Reproduce, word for word, the stretch of the Baiona festival text from "The first event" through "all this stuff.".

_READING TEXT_:
##############################
And so it was proved in Baiona, a small town 14 kilometres south of Vigo, which was the first landing place of the members of Columbus’s crew who were sent back to announce the discovery of the new world in 1493 and as such it’s perhaps unsurprising that the festival of choice in Baiona on the first weekend of March is Medieval themed, giving an insight into the brighter parts of life around the 1400s (jousting, archery and dressing funny) without the disadvantage of having to put up with the black death and cholera on a daily basis.
The first event we saw after the half hour bus ride, and a very medieval coffee in a bar near the sea, were the birds of prey. Somehow, to me at least, birds of prey
seem very much of this time. I’m fully aware that they weren’t kept as pets by families, or that old crones didn’t walk the streets talking in riddles with vultures on their shoulders, but there is something about them that seems in keeping with all this stuff.
Clearly, the handlers of the birds agreed with me as they were all fully medievaled-up for the show, as were probably 75% of the people in the town. The birds, in contrast, had attitudes much more in line with modern, stroppy teenagers, much to everyone’s amusement. For all of the effort that the handlers were clearly putting into their ‘hip’ hup’ commands, most of the birds, in particular the owls, couldn’t have given less of a crap and sat there pretending to ignore pretty much everyone. If you’ve never seen an owl give a withering look, it’s a slightly wiser, more patronising version of the look you get from a cat if you try and get it to do anything other than sit in the warm and eat. It’s also very funny when three or four guys dressed as extras from Knightmare, are getting increasingly embarrassed at the fact that most of
their birds were clearly having a hungover day on what, presumably, is one of their biggest days of the year.
##############################
_PROVIDED DATA_:

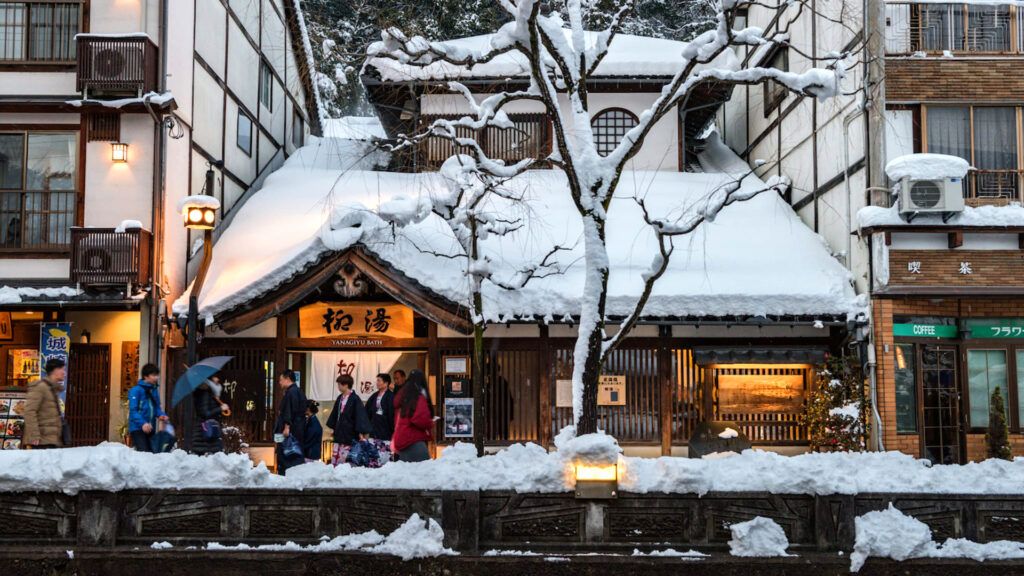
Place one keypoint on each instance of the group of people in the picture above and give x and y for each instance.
(396, 420)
##############################
_ANSWER FOR THIS EXERCISE_:
The first event we saw after the half hour bus ride, and a very medieval coffee in a bar near the sea, were the birds of prey. Somehow, to me at least, birds of prey
seem very much of this time. I’m fully aware that they weren’t kept as pets by families, or that old crones didn’t walk the streets talking in riddles with vultures on their shoulders, but there is something about them that seems in keeping with all this stuff.